Look in the material below for the line holding "Scouting task: drop one point on every instance of the ear". Set it down exactly, with each later line up to and including the line holding "Scouting task: drop one point on every instance of the gold".

·····

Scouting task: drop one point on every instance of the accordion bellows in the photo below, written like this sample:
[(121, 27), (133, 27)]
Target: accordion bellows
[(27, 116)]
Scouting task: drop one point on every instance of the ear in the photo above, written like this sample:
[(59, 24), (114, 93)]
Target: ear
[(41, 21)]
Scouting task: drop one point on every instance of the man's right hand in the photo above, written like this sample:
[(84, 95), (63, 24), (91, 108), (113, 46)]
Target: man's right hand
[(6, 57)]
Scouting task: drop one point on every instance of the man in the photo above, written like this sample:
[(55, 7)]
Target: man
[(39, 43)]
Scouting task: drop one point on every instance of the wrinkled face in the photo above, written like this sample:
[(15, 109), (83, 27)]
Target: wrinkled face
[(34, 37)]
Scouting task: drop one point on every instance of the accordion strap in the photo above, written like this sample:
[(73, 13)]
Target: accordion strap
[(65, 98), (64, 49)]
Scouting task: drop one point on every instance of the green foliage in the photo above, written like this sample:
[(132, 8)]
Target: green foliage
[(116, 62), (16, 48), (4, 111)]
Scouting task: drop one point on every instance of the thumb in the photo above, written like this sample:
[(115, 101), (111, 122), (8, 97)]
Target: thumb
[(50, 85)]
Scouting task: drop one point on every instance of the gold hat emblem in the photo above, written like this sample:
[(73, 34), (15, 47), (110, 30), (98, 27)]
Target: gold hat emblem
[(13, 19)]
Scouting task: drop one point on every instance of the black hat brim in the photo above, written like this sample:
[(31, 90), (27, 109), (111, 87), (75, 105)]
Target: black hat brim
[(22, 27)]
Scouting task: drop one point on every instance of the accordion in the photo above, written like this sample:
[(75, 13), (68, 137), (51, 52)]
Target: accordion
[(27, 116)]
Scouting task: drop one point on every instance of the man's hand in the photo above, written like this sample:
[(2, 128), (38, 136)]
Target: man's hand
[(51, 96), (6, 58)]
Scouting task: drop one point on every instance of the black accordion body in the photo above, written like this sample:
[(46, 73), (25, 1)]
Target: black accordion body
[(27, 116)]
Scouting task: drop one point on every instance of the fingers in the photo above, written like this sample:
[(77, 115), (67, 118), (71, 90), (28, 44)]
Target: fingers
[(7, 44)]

·····

- **Written answer**
Scouting task: drop one point on every instance of the ear in the photo above, written like this sample:
[(59, 24), (114, 93)]
Target: ear
[(41, 21)]
Scouting task: drop one point on every instance of the man's right hand in the photo above, written like this sample:
[(84, 95), (63, 24), (91, 108), (113, 46)]
Target: man's right hand
[(6, 57)]
Scouting task: drop one point on every instance of the man in the photo above, written like this sample:
[(55, 7)]
Target: man
[(39, 43)]
Scouting task: drop one point on every instance of the wrinkled face in the photo above, written like this sample:
[(15, 109), (83, 27)]
Target: wrinkled face
[(34, 37)]
Scouting task: drop one point on every instance of the accordion strap in the photo above, written like this sample:
[(73, 13)]
Target: accordion strap
[(65, 98), (64, 49)]
Scouting task: drop one point on every instance of the green foliage in the photo above, written like this sample:
[(132, 8)]
Target: green foliage
[(116, 62), (16, 48), (4, 111)]
Scouting task: drop one point on every instance of the thumb in the photo above, written like this sample:
[(115, 101), (111, 122), (8, 97)]
Target: thumb
[(50, 85)]
Scouting task: drop one point on every instance of the gold hat emblem in the photo above, written like this sample:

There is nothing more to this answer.